- WHAT IS ASKED
Repeat all the material exactly; pictures stay out of your copy.

- DATASET ENTRIES
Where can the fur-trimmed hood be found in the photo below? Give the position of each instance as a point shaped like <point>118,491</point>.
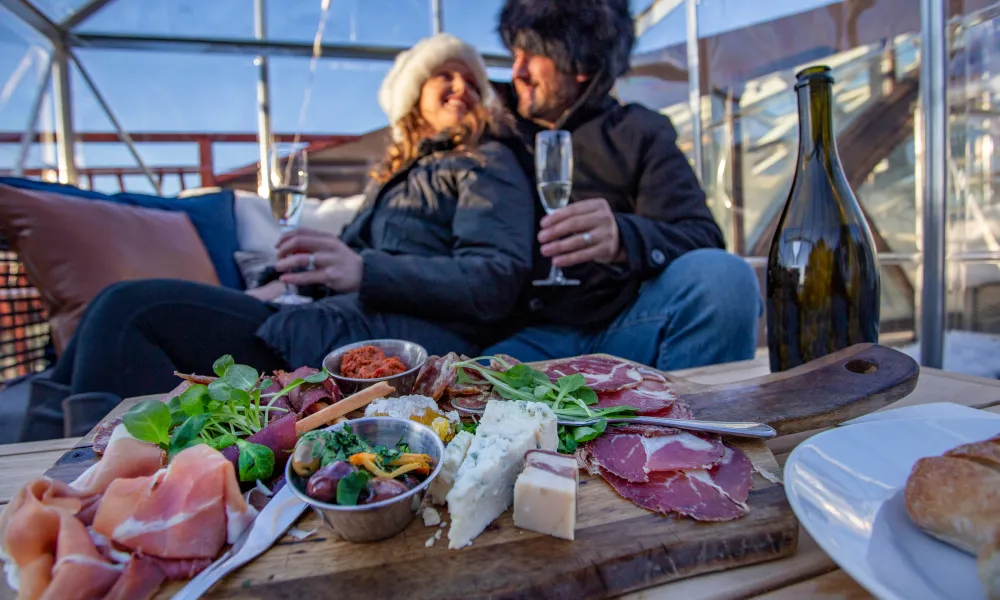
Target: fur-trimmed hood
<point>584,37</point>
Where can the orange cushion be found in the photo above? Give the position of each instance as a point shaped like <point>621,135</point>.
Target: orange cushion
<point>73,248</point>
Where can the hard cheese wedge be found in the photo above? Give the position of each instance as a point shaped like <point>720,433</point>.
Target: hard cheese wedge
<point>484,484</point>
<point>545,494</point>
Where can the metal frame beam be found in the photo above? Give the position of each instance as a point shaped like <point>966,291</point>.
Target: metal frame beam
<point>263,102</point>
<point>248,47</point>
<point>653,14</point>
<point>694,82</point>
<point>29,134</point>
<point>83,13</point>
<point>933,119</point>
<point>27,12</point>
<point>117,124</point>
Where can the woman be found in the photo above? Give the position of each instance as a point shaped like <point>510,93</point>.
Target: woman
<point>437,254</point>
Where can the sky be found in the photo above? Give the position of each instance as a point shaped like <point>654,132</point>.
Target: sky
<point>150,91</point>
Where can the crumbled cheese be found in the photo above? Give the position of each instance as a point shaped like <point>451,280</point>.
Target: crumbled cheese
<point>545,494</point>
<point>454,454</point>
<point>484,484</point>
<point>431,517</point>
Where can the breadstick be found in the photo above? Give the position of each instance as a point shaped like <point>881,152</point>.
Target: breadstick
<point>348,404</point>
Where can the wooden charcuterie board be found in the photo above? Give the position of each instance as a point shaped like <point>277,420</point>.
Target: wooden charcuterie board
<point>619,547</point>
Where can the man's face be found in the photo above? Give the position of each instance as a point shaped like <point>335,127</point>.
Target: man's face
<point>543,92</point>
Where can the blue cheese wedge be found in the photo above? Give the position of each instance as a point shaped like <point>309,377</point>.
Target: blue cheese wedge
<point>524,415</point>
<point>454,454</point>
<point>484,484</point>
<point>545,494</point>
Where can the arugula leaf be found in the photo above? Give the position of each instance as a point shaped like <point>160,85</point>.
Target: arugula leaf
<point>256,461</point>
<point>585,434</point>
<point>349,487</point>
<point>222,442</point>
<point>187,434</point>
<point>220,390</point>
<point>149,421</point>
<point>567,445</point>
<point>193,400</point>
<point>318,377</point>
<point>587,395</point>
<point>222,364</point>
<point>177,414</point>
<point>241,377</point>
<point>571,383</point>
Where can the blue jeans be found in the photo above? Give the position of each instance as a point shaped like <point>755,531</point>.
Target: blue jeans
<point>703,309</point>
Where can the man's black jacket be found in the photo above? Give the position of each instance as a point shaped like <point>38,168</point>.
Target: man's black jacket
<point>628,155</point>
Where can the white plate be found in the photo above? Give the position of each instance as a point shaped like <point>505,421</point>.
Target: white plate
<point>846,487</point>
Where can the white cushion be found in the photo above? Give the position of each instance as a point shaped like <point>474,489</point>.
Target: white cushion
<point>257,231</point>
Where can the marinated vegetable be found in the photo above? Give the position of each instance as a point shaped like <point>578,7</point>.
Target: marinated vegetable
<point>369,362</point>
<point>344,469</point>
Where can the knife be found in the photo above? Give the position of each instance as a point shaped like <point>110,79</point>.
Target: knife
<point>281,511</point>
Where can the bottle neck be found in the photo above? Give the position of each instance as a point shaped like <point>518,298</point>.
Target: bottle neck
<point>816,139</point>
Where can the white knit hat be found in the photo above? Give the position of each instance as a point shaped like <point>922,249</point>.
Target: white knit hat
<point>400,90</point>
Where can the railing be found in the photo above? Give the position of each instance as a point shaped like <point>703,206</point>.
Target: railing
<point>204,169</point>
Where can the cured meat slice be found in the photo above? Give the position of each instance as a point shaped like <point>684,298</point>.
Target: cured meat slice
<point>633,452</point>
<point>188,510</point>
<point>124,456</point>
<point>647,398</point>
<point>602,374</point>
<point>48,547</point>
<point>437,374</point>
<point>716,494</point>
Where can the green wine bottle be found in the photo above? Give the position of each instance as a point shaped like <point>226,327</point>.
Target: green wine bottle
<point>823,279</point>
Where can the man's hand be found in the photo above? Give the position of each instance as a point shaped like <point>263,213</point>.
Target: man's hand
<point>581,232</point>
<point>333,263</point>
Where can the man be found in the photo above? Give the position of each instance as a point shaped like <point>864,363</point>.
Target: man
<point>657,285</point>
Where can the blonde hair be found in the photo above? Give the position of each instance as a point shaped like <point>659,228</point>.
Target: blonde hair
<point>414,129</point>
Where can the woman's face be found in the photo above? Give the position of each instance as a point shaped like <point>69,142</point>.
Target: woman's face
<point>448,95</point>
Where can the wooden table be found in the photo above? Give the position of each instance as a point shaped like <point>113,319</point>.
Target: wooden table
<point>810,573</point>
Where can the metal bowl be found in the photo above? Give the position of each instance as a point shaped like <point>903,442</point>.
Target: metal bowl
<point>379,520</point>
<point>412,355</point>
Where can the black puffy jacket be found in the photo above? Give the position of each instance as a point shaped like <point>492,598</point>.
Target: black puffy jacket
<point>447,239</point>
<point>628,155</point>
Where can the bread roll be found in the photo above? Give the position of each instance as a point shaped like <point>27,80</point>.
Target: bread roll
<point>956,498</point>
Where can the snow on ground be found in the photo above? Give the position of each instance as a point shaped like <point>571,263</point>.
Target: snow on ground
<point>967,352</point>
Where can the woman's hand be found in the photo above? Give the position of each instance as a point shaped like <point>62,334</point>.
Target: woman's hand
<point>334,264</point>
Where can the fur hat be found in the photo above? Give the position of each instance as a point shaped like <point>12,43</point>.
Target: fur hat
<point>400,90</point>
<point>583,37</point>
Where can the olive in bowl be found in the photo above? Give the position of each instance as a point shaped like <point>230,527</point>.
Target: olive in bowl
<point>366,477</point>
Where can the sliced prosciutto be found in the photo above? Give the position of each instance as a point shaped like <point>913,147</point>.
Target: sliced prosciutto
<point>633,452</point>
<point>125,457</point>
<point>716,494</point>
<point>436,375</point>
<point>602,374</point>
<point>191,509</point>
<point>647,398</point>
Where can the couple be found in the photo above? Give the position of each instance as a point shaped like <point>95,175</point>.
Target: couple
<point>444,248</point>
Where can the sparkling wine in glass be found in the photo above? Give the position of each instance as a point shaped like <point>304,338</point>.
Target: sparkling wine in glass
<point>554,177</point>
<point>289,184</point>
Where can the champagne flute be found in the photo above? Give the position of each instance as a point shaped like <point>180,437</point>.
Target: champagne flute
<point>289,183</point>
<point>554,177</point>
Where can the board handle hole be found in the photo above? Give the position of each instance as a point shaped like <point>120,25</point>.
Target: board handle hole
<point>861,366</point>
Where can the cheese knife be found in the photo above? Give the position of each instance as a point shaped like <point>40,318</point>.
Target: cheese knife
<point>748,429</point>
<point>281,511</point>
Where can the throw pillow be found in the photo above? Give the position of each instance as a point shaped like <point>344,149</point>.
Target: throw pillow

- RESULT OF THE TASK
Where can the fur-trimmed hood be found in the photo below? Give the position of each instance as a point shaped like <point>118,491</point>.
Target: fur-trimmed hood
<point>584,37</point>
Where can the orange cushion be found in the photo above? Give the position of each instance as a point shaped like <point>621,135</point>.
Target: orange cushion
<point>73,248</point>
Where can the hard cheese wedge be found in the photo above? Give the position of each instance as a point shaped like <point>720,433</point>.
Target: hard cheese wedge
<point>484,484</point>
<point>545,494</point>
Where can the metal frame beam be found in the photo above? Give the position of each instance as a point shaped like <point>966,291</point>.
Target: metal frame beam
<point>263,102</point>
<point>248,47</point>
<point>653,14</point>
<point>694,82</point>
<point>29,134</point>
<point>83,13</point>
<point>933,119</point>
<point>27,12</point>
<point>117,124</point>
Where can the woman be found in the photo above? Give the position of each instance as a point shaped like <point>510,93</point>.
Target: woman
<point>437,254</point>
Where can the sky be found in the photo above? Give the position of each instance as a point shaped like <point>654,132</point>.
Target: sky
<point>150,91</point>
Where can the crumbled cheese be found in the photo above? Give the position of each instance as a point shaped like <point>451,280</point>.
Target: crumbled cheese
<point>545,494</point>
<point>454,454</point>
<point>484,484</point>
<point>431,517</point>
Where can the breadstick be found in the photo above? Give the position of each instance as a point shaped like <point>881,152</point>.
Target: breadstick
<point>348,404</point>
Where can the wooden charcuterie board be found in the photo above? Give the position of each instance as a point shaped like <point>277,420</point>.
Target: wooden charcuterie board
<point>619,547</point>
Where can the man's face be found in the photo above? Give the position of each instance as a point shaped like <point>335,127</point>.
Target: man's face
<point>543,92</point>
Where can the blue cheese wedge be found in the photo above? Give the position of each instance as a point shaped like <point>309,377</point>.
Target: blue cheese wedge
<point>524,415</point>
<point>454,454</point>
<point>484,484</point>
<point>545,494</point>
Where can the arugula leaf be found in the photo above? Give the position of each instance as a point shaped like <point>160,85</point>.
Target: arugula leaf
<point>256,461</point>
<point>585,434</point>
<point>349,487</point>
<point>222,442</point>
<point>187,434</point>
<point>220,390</point>
<point>149,421</point>
<point>567,445</point>
<point>193,400</point>
<point>318,377</point>
<point>587,395</point>
<point>222,364</point>
<point>177,414</point>
<point>241,377</point>
<point>571,383</point>
Where can the blue jeans be found in the photo above? Give the position of each instance as a point shaped like <point>755,531</point>.
Target: blue jeans
<point>703,309</point>
Where can the man's black jacket be found in the photo above? Give the position of each instance as a point shaped like <point>38,168</point>.
Target: man's black jacket
<point>628,155</point>
Where can the white plate be found in the photo above? Give the position of each instance as a point shaped like <point>505,421</point>.
Target: white plate
<point>846,487</point>
Where can the white cushion be found in the photo above? Give the position of each instance as a point shaped like <point>474,489</point>.
Target: white cushion
<point>257,231</point>
Where can the marinated vegetable be found in the photo above? Give the position of each instance as a point shaped like <point>578,7</point>.
Target: marinated vegetable
<point>369,362</point>
<point>344,469</point>
Where can the knife be found in the photo above? Give the position of each instance as a point shaped like <point>110,79</point>.
Target: knife
<point>281,511</point>
Where can the bottle neck be found in the photo above? Give the position of each instance as a point shaped like <point>518,298</point>.
Target: bottle neck
<point>816,139</point>
Where can the white knit hat be found in the photo above? Give the position of each instance as a point shaped like <point>922,249</point>.
Target: white knit hat
<point>400,90</point>
Where can the railing be found in the photo above? Give the position of each instance as a point shaped like <point>703,206</point>.
Target: railing
<point>204,169</point>
Where can the cured meat slice be found in the photo above? Give the position of each instance as a point shaped like <point>684,298</point>.
Target: cured meat slice
<point>633,452</point>
<point>188,510</point>
<point>124,456</point>
<point>647,398</point>
<point>602,374</point>
<point>48,547</point>
<point>437,374</point>
<point>716,494</point>
Where can the green wine bottle be found in the photo above? Give the position of each instance as a point shaped like <point>226,327</point>.
Target: green wine bottle
<point>823,279</point>
Where can the man's hand be found in the photo above? Give the position of each instance as a point shaped like <point>263,213</point>.
Target: man's hand
<point>581,232</point>
<point>333,263</point>
Where can the man be found in the photo above? Give the position of each instance as a point shaped like <point>864,363</point>.
Target: man
<point>657,285</point>
Where can the blonde hair be found in the photo above? Give the position of each instance as a point shaped like <point>659,228</point>.
Target: blonde hair
<point>414,129</point>
Where can the woman's face be found in the photo above? Give the position of each instance as a point shaped like <point>69,142</point>.
Target: woman's face
<point>448,95</point>
Where can the wooden table be found in the photo above? Give the position of each instance as a point shaped like <point>113,319</point>.
Target: wooden table
<point>810,573</point>
Where can the metal bowl be found in the photo above? Give the position of each instance as a point shaped like <point>903,442</point>.
Target: metal bowl
<point>379,520</point>
<point>412,355</point>
Where can the black puffy jacket be found in the photo above? Give the position of each instance as a point shaped like <point>492,598</point>.
Target: black puffy jacket
<point>447,239</point>
<point>628,155</point>
Where can the bread roll be found in the photo above? Give the position of each instance as a point shaped like <point>27,80</point>.
Target: bread roll
<point>956,498</point>
Where can the snow on ground be found in the photo above? Give the position of each instance as a point shaped like <point>571,263</point>.
Target: snow on ground
<point>967,352</point>
Where can the woman's hand be found in the photo above? Give the position of each instance as a point shaped like <point>62,334</point>.
Target: woman's hand
<point>334,264</point>
Where can the fur hat be found in the photo above? Give the position of each instance as a point shaped like <point>12,43</point>.
Target: fur hat
<point>400,90</point>
<point>583,37</point>
Where can the olive in bowl be found in the photo above? Give the position of each instance as a point shaped like <point>230,527</point>.
Target: olive in bowl
<point>366,477</point>
Where can the sliced prosciutto be found in the photo above? Give the position of each instance as a point shaped like <point>913,147</point>.
Target: sliced prosciutto
<point>633,452</point>
<point>125,457</point>
<point>716,494</point>
<point>436,375</point>
<point>602,374</point>
<point>191,509</point>
<point>647,398</point>
Where can the couple be found in the photo above? Give the position of each instance as a point shaped like <point>95,175</point>.
Target: couple
<point>444,248</point>
Where can the sparkling wine in glass be found in the photo above? Give the position of each instance as a point shaped like <point>304,338</point>.
Target: sparkling wine in glass
<point>554,177</point>
<point>289,184</point>
Where can the champagne flute be found in the photo above? Give the position of each instance as a point shaped like <point>180,437</point>.
Target: champagne flute
<point>289,183</point>
<point>554,177</point>
Where can the board handle hole be found in the photo above? Give the position of each instance as a point shaped like <point>120,25</point>.
Target: board handle hole
<point>861,366</point>
Where can the cheese knife be found in the photo above? Give the position of each instance as a point shaped like <point>40,318</point>.
Target: cheese knife
<point>748,429</point>
<point>281,511</point>
Where can the throw pillow be found in the photo above? Give the position of each instance as a point shaped like <point>344,149</point>.
Target: throw pillow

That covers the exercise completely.